Please lay out every line of the material below as a numbered list, skipping blank lines and leaving the pictures out.

*** Records to use ***

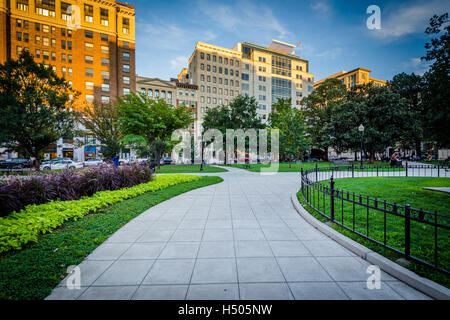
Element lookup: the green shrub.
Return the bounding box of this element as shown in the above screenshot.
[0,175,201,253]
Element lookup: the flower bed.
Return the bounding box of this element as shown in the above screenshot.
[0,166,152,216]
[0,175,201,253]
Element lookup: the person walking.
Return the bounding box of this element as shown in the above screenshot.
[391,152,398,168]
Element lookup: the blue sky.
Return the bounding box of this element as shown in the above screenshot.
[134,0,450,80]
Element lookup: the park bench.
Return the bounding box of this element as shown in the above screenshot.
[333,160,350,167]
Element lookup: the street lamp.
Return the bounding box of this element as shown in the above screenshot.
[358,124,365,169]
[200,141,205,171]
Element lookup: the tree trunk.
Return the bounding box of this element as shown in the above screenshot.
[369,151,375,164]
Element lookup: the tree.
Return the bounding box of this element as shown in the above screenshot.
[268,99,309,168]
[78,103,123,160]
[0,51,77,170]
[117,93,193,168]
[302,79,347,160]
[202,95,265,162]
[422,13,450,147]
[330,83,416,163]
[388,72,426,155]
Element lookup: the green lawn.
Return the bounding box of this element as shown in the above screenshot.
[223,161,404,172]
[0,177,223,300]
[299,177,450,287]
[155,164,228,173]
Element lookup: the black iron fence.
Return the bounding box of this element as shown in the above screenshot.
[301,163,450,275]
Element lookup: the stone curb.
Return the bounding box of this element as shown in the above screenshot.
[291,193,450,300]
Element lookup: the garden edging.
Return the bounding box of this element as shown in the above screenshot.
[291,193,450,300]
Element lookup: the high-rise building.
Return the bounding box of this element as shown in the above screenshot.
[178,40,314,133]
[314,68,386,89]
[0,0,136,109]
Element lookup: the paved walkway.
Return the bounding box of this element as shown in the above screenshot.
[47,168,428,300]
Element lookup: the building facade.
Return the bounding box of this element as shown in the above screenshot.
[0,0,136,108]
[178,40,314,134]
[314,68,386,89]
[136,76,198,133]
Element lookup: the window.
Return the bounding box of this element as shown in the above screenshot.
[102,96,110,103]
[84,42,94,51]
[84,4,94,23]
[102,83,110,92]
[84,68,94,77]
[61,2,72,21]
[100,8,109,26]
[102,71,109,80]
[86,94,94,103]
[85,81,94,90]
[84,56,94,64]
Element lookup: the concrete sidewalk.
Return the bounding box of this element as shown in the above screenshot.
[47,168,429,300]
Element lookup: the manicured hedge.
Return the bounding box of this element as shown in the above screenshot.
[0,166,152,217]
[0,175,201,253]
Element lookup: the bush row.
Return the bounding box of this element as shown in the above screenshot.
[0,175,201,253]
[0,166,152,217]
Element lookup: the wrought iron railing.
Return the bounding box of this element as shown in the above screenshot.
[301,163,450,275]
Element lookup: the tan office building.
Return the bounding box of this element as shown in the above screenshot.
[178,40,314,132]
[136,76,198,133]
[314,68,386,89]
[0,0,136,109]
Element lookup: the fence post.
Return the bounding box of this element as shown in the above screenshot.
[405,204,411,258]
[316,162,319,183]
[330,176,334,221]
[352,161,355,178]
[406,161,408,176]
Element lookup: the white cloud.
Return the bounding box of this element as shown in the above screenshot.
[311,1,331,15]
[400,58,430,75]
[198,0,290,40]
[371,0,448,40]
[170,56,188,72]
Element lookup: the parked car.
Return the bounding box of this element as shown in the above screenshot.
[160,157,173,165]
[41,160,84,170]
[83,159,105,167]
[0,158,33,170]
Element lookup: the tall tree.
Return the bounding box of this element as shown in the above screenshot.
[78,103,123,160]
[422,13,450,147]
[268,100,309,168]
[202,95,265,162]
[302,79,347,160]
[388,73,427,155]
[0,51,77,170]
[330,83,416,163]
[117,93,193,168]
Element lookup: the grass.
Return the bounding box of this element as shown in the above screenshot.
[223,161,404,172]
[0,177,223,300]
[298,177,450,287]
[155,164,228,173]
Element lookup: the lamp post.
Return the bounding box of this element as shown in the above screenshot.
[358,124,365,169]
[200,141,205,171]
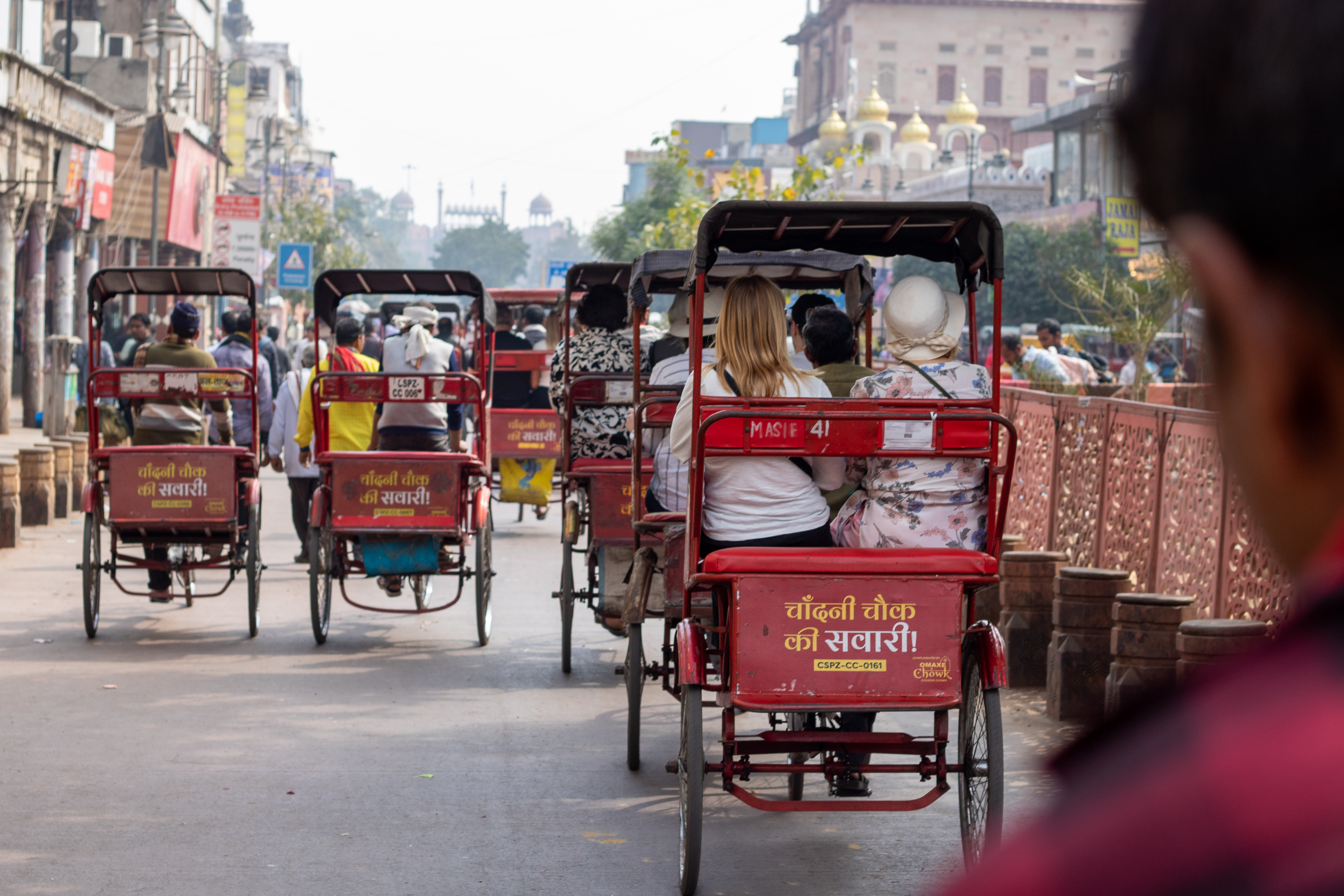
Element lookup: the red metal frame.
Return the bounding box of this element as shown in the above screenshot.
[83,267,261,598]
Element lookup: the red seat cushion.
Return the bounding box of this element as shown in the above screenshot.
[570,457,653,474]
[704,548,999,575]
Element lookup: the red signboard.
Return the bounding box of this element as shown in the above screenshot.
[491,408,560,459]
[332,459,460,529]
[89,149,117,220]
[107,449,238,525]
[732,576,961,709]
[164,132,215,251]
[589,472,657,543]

***

## Solution to the problem
1. Element lookup: the green shrub.
2. Return the bounding box of this element as shown in the above screenshot.
3. [0,175,201,253]
4. Element lookup: the flower bed.
5. Return the bounding box of this element as shown in the above screenshot.
6. [0,166,152,216]
7. [0,175,201,253]
8. Element lookup: the person walking.
9. Return the bounding box of this element as shown in the above screenshot.
10. [391,152,398,168]
11. Element lookup: the blue sky.
12. Return the bounding box of this element as shown in the above screenshot.
13. [134,0,450,80]
14. Element lookup: the park bench.
15. Return the bounding box of this element as shown in the above screenshot.
16. [333,160,350,167]
17. Element lookup: the street lamp.
18. Return the bounding box of this element as shown in the above screenshot.
19. [358,124,365,169]
20. [200,141,205,171]
21. Element lookup: the tree trunk.
22. Return the bounding box of this element as shown in the above screenshot.
23. [369,151,375,164]
24. Element lookup: the tree.
25. Return the bounding box of this element as shown in the above screenshot.
26. [268,99,309,168]
27. [78,103,123,160]
28. [0,51,77,170]
29. [117,93,193,168]
30. [302,79,347,160]
31. [202,95,265,162]
32. [422,13,450,147]
33. [330,83,416,163]
34. [388,72,426,155]
35. Element lookup: the green lawn.
36. Return the bounding box of this element as shown in the above screenshot.
37. [223,161,404,172]
38. [0,177,223,300]
39. [299,177,450,287]
40. [155,164,228,173]
41. Element lookup: the black iron fence.
42. Return the bounding box of this element as shown in the above screenshot.
43. [301,163,450,275]
44. Element lookup: the stone curb.
45. Return the bounding box of this element as shown in the above screenshot.
46. [291,193,450,300]
47. Element lookup: the garden edging.
48. Return the bounding box of this element as shown in the above screenshot.
49. [291,193,450,300]
50. Element lookup: the high-rise building.
51. Return the bounding box of this element as shown in the above screenshot.
52. [178,40,314,133]
53. [314,68,386,89]
54. [0,0,136,109]
55. Element lookup: the paved walkway.
56. Return the bounding box of this element as shown in the above screenshot.
57. [47,168,428,300]
58. Element lookup: the building facade.
59. Return the bounding box of this element as shown in the above screenshot.
60. [0,0,136,108]
61. [178,40,314,134]
62. [314,68,386,89]
63. [136,76,198,133]
64. Element lookup: the window.
65. Return the bounding box of this element as shown in the above screenshot.
66. [102,96,110,103]
67. [84,42,94,51]
68. [84,4,94,23]
69. [102,83,110,92]
70. [84,68,94,77]
71. [61,2,72,21]
72. [100,8,109,26]
73. [102,71,109,80]
74. [86,94,94,103]
75. [85,81,94,90]
76. [84,56,94,64]
77. Element lookup: the concrete sidewalk.
78. Return the bounding box of this element as shown in the above screenshot.
79. [47,168,429,300]
80. Element lookup: the manicured hedge.
81. Return the bounding box of this element as shown in the above screenshot.
82. [0,166,152,217]
83. [0,175,201,253]
84. Element lookup: the bush row.
85. Return the bounding box of this element as shown in the above screenshot.
86. [0,175,201,253]
87. [0,166,152,217]
88. Element lookup: the wrought iron railing.
89. Return the bounding box of this element as shown in the above screenshot.
90. [301,163,450,275]
91. Element lookup: the tan office building.
92. Return the bounding box of this element as shown in the above screenshot.
93. [178,40,314,132]
94. [136,76,198,133]
95. [314,68,386,89]
96. [0,0,136,109]
97. Element lookup: the fence post.
98. Return the bounding box of this element as shown in the above screenshot.
99. [405,204,411,258]
100. [316,162,319,183]
101. [330,176,334,221]
102. [352,161,355,178]
103. [406,161,408,176]
104. Element lookup: the white cloud.
105. Return the bounding box of this element as shown in the above screenshot.
106. [311,1,331,15]
107. [400,58,430,75]
108. [198,0,290,40]
109. [371,0,448,40]
110. [170,56,188,72]
111. Element lookup: the parked car.
112. Return the bounding box of this element as shown in the above screenshot.
113. [160,157,173,165]
114. [41,160,84,170]
115. [83,159,105,167]
116. [0,158,33,170]
117. Element lookup: the tall tree.
118. Return the bounding box of this element as shown in the above screenshot.
119. [78,103,123,160]
120. [422,13,450,147]
121. [268,100,309,168]
122. [202,95,265,162]
123. [302,79,347,160]
124. [388,73,427,155]
125. [0,51,77,170]
126. [330,83,416,163]
127. [117,93,193,168]
128. Element lookup: the grass.
129. Return the bounding box of this element as shown in the above screenshot.
130. [223,161,404,172]
131. [0,177,223,300]
132. [298,177,450,287]
133. [155,164,228,173]
134. Element lookup: the lamp post.
135. Return the bounding box of this element as shown in the above screenshot.
136. [358,124,365,169]
137. [200,141,205,171]
138. Element lookup: the red metal frame.
139. Return the bounding box of this element as shown in the above screenshot.
140. [83,267,261,598]
141. Element lookup: the red seat cushion.
142. Return the bounding box of this element as shown in the above screenshot.
143. [570,457,653,474]
144. [704,548,999,575]
145. Element lookup: the red signboard.
146. Return the bounding box of this element as shown in the above screenshot.
147. [491,408,560,459]
148. [332,459,460,529]
149. [89,149,117,220]
150. [107,449,238,525]
151. [732,576,961,709]
152. [164,132,215,251]
153. [589,472,657,543]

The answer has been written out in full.